▶ [PROBLEM DESCRIPTION]:
Rewrite the stretch of material from the start through the line containing "x=202, y=382", changing "guardrail" to "railing" and leaving everything else as it is.

[Excerpts from point annotation data]
###

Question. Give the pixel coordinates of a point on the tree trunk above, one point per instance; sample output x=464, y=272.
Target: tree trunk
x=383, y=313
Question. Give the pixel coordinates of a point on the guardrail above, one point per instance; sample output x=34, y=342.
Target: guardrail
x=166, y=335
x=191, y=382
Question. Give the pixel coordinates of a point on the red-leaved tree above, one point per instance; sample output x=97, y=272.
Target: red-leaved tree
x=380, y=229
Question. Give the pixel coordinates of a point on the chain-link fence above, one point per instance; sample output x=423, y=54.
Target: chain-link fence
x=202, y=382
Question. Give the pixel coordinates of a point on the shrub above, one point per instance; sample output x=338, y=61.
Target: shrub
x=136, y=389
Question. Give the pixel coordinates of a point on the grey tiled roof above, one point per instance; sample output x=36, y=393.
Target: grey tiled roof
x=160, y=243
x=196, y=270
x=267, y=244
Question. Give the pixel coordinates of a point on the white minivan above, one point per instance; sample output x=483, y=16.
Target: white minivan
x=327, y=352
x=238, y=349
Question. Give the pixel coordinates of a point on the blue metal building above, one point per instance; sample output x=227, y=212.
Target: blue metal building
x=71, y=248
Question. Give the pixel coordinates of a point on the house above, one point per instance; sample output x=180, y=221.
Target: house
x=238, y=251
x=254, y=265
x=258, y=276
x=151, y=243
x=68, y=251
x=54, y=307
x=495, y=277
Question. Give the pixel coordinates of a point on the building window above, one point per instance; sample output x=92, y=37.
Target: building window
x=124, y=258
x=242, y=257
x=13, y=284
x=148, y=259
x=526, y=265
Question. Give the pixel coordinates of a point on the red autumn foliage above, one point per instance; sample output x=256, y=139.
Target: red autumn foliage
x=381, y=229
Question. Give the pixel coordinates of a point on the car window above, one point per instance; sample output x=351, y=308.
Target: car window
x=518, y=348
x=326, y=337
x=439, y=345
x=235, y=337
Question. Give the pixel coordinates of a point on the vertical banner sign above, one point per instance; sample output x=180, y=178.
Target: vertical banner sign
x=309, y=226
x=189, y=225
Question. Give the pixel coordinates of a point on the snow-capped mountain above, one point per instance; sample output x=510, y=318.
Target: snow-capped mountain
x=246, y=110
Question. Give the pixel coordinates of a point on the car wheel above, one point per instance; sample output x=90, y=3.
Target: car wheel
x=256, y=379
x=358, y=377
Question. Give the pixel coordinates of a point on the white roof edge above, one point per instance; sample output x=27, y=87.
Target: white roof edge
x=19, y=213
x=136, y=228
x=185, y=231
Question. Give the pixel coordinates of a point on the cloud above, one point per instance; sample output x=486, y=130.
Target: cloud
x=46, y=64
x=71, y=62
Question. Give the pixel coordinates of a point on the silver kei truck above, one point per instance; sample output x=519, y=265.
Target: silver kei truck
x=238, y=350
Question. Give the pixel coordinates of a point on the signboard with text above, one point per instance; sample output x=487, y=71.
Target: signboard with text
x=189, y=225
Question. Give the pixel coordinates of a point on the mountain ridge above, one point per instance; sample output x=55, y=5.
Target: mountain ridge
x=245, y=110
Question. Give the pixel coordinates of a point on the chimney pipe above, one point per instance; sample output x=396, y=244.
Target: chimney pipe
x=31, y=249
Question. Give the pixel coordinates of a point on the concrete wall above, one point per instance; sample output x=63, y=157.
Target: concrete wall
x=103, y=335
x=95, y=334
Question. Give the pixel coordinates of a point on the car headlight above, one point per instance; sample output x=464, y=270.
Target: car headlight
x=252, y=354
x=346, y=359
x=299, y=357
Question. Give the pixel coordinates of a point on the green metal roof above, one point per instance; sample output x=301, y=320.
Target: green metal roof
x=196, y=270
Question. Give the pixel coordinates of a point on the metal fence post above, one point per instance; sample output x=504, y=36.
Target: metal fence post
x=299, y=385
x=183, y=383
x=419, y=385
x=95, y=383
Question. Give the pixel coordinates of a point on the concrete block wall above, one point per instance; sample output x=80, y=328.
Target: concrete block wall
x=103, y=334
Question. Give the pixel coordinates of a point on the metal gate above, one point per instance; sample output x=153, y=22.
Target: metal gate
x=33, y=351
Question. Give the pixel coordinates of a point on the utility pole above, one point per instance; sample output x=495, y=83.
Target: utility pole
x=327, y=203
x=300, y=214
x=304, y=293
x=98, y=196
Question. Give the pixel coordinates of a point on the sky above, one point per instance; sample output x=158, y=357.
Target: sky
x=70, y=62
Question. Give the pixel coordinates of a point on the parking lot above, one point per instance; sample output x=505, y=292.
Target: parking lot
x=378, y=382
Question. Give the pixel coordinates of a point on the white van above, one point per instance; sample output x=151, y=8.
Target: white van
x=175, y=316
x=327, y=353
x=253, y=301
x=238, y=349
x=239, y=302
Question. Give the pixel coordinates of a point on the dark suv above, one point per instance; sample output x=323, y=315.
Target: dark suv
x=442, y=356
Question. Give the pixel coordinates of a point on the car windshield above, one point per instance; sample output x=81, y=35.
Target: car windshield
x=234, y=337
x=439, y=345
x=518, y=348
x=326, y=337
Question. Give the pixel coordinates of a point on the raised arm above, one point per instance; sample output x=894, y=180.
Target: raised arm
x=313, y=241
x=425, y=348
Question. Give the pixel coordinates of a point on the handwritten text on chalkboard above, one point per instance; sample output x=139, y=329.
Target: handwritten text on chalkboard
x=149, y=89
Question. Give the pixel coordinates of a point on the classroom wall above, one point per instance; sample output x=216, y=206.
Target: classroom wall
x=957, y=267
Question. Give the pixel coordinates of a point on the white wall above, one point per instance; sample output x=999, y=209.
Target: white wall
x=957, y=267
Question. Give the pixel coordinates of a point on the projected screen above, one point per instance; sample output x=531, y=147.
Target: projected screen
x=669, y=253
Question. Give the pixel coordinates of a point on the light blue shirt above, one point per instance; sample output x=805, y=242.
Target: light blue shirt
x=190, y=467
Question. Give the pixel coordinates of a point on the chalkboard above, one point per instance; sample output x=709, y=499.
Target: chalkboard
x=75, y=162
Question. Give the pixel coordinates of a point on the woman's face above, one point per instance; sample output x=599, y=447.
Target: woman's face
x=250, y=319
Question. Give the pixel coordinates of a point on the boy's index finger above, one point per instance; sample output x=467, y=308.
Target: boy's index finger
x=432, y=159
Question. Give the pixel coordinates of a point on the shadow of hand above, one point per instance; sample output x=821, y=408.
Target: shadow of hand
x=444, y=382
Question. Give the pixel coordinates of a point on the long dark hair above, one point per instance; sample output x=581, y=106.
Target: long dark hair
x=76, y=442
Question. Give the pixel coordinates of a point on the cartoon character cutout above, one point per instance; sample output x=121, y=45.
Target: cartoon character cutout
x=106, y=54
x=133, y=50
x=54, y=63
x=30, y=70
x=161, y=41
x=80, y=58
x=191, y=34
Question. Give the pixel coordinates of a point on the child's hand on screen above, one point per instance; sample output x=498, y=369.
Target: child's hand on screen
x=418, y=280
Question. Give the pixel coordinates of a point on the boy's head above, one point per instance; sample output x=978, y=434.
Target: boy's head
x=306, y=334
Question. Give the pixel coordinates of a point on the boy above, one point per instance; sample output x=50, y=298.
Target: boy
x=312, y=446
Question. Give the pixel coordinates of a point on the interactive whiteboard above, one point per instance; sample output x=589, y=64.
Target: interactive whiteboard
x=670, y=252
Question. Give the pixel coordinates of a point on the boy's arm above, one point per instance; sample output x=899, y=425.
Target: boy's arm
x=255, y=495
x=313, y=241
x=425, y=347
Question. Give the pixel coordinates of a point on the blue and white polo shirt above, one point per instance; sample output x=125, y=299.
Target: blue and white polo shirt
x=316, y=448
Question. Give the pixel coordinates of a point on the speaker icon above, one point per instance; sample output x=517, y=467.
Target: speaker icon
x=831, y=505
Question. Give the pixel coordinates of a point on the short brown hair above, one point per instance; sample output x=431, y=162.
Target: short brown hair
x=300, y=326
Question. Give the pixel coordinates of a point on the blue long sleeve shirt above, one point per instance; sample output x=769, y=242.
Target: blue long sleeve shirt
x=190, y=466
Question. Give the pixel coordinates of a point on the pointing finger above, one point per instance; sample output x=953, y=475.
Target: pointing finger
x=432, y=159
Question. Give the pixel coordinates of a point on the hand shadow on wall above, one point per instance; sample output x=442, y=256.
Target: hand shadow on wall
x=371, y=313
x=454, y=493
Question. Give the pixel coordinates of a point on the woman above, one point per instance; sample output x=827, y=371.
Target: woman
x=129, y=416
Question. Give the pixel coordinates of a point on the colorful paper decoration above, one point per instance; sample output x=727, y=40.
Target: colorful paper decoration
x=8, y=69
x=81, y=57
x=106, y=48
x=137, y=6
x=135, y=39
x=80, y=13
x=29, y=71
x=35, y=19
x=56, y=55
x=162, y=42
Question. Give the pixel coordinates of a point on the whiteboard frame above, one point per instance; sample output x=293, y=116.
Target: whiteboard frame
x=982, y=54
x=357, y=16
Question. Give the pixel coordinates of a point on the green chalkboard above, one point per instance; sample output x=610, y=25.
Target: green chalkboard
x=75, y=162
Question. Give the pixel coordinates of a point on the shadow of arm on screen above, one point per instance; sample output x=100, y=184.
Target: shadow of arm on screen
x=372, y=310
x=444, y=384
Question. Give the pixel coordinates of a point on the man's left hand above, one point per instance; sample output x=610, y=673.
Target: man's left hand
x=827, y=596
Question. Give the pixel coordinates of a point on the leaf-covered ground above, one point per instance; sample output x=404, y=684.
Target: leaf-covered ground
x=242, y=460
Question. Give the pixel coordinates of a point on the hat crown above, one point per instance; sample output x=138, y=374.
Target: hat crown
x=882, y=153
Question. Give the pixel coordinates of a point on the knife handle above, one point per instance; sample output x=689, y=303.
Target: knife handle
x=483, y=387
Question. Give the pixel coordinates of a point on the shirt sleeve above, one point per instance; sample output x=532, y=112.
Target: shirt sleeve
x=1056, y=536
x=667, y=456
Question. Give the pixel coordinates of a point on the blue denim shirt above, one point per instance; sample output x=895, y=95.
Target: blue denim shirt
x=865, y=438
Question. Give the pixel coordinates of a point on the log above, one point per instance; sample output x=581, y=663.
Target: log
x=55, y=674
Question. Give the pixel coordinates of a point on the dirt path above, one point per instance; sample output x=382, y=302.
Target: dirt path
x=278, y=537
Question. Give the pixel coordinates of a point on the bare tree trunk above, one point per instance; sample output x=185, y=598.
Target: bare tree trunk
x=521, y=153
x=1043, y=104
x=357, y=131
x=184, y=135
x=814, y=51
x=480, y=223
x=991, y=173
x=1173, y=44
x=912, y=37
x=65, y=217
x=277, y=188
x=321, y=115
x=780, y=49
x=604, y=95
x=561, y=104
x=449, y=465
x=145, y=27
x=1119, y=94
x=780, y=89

###

▶ [FULL OUTPUT]:
Question. Give the pixel coordinates of a point on the tree trunk above, one point per instance; sample output x=464, y=272.
Target: tree trunk
x=383, y=313
Question. Give the pixel coordinates of a point on the railing above, one point per instance; sample output x=34, y=342.
Target: railing
x=166, y=335
x=191, y=382
Question. Give the pixel coordinates of a point on the red-leaved tree above, one point per instance; sample output x=97, y=272.
Target: red-leaved tree
x=380, y=229
Question. Give the pixel coordinates of a point on the chain-link fence above, one point per instance; sample output x=423, y=54.
Target: chain-link fence
x=202, y=382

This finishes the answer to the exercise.